• Aim of the task: Collect every line in the entries below that contains the word "skillet", and copy each of those lines unchanged.

• Excerpted data:
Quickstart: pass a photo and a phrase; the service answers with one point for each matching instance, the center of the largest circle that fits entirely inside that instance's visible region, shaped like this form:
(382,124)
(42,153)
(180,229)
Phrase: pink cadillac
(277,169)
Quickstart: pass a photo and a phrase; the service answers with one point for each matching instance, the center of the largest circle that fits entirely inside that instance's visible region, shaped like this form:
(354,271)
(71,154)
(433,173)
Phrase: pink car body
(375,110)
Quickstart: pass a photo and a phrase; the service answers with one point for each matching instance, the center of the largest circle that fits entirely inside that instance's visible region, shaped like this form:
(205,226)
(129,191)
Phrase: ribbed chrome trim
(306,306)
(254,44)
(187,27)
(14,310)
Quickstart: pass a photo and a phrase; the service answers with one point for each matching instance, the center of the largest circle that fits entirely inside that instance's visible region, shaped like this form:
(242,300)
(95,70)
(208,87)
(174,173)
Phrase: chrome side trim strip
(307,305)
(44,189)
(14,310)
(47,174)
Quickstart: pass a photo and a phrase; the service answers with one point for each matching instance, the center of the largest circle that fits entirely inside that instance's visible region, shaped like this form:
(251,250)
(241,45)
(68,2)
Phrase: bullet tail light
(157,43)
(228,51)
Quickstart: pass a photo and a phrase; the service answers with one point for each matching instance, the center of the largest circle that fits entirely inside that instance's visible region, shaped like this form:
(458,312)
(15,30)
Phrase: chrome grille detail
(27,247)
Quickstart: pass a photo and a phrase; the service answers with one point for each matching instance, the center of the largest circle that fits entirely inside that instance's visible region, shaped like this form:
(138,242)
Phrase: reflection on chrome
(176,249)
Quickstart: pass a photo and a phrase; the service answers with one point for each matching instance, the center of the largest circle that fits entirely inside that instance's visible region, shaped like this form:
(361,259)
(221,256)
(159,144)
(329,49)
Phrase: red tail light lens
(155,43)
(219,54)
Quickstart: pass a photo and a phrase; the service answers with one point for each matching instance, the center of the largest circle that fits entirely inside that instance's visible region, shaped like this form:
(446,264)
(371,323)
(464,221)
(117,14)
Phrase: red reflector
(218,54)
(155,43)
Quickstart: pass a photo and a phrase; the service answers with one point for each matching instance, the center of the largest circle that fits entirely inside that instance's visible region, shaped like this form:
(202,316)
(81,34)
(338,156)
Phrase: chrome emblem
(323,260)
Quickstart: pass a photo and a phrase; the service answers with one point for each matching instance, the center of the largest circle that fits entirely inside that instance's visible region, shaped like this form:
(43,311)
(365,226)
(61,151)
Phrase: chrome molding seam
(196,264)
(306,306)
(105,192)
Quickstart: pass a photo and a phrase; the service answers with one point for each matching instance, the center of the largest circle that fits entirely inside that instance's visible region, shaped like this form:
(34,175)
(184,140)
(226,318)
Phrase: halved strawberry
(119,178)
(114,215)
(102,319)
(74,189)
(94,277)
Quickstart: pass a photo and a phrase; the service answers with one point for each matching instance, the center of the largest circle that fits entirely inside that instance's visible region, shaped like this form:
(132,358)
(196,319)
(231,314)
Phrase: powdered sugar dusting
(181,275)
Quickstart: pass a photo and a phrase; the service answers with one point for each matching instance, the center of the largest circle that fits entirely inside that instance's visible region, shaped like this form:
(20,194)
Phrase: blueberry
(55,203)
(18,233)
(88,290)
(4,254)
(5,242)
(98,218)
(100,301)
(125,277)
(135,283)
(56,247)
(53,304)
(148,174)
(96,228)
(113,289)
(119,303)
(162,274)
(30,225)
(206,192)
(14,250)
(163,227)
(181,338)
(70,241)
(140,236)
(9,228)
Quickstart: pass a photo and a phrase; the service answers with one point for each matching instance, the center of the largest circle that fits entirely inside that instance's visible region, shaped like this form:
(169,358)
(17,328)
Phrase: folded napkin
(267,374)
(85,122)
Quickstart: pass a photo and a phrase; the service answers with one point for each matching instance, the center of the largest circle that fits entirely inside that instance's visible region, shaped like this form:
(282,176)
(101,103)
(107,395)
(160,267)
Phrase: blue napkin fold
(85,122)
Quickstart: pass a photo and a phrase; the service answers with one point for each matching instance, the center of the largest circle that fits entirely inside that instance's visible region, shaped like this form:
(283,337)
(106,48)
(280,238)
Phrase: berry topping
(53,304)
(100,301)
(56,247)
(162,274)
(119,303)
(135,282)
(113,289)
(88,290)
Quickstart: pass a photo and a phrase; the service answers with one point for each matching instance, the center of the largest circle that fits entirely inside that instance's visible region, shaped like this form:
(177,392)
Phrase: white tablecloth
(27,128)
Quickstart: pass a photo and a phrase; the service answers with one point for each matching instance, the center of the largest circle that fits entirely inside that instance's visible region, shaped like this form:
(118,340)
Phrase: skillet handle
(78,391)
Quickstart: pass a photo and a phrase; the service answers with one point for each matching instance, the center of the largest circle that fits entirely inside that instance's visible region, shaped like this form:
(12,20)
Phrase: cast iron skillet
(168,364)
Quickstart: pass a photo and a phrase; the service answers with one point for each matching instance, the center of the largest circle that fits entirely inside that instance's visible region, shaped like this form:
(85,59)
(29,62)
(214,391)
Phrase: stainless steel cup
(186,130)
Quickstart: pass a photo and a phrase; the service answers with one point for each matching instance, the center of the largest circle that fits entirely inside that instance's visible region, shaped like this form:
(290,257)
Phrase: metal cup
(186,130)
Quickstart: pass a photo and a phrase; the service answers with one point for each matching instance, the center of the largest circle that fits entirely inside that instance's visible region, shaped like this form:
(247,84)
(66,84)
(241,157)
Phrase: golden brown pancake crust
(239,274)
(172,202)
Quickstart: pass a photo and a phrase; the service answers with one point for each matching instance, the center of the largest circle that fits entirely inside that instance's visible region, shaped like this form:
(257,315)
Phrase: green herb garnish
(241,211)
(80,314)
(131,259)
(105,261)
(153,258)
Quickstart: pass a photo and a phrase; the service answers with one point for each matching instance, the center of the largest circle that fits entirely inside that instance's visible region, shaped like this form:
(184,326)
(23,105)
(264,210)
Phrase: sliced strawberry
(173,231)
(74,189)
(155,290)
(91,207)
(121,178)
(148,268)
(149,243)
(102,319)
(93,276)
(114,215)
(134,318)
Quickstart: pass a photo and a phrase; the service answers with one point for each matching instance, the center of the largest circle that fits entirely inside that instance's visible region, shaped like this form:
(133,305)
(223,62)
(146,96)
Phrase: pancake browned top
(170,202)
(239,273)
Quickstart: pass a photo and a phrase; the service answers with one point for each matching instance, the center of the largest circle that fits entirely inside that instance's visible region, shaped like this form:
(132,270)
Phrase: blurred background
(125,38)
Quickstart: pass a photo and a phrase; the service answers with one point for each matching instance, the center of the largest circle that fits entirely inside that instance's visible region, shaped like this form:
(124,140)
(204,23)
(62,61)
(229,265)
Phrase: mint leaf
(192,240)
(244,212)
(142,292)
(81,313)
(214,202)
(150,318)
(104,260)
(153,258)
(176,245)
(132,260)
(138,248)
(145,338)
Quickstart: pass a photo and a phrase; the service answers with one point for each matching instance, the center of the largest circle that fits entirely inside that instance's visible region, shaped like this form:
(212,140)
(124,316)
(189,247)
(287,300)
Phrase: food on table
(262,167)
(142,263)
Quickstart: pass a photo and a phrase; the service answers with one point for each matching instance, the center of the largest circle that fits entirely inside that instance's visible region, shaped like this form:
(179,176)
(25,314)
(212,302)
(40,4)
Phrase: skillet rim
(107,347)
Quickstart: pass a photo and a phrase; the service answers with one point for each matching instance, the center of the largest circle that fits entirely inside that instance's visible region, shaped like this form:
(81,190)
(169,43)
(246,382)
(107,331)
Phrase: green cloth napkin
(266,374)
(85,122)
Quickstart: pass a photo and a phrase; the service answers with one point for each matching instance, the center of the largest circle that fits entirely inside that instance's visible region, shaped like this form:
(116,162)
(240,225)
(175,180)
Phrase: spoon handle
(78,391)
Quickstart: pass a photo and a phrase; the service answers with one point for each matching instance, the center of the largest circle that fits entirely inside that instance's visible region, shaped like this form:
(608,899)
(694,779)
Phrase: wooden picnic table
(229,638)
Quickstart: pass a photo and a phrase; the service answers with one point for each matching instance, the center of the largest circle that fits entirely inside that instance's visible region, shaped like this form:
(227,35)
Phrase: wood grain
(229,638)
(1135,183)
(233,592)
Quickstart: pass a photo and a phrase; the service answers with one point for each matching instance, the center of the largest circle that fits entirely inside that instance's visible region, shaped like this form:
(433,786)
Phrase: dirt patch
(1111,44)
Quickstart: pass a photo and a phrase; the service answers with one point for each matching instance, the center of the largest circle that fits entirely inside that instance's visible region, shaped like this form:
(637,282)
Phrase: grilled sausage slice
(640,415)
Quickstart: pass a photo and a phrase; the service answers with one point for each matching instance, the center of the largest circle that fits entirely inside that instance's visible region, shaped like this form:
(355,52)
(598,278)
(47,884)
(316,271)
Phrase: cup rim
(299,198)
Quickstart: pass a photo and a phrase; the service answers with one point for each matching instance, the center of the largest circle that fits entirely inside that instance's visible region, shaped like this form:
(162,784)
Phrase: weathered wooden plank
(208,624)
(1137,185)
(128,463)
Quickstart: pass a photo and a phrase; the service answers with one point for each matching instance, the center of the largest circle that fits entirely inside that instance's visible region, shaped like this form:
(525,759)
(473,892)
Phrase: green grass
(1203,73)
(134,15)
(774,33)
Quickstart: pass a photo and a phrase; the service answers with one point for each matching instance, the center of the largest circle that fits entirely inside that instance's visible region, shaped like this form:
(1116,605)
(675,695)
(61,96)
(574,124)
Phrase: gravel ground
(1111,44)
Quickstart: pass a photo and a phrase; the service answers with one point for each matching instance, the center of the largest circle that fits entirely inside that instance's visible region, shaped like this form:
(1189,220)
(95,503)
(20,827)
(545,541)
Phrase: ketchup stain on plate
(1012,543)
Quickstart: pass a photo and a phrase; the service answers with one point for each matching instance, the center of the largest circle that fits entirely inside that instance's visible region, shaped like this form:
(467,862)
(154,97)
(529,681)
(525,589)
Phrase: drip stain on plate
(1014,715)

• Right answer:
Phrase: skillet handle
Phrase: cast iron skillet
Phrase: skillet rim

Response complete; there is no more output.